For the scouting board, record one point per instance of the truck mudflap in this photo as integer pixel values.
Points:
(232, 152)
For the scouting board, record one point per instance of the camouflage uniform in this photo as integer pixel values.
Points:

## WHAT THE EXERCISE ASKS:
All of the data should be retyped exactly.

## RESPONSE TO THIS EXERCISE:
For the scouting board, record one point per instance of the truck mudflap in this photo as integer pixel values.
Points:
(232, 152)
For the scouting board, record one point per instance of the camouflage uniform in this photo as integer pixel values.
Points:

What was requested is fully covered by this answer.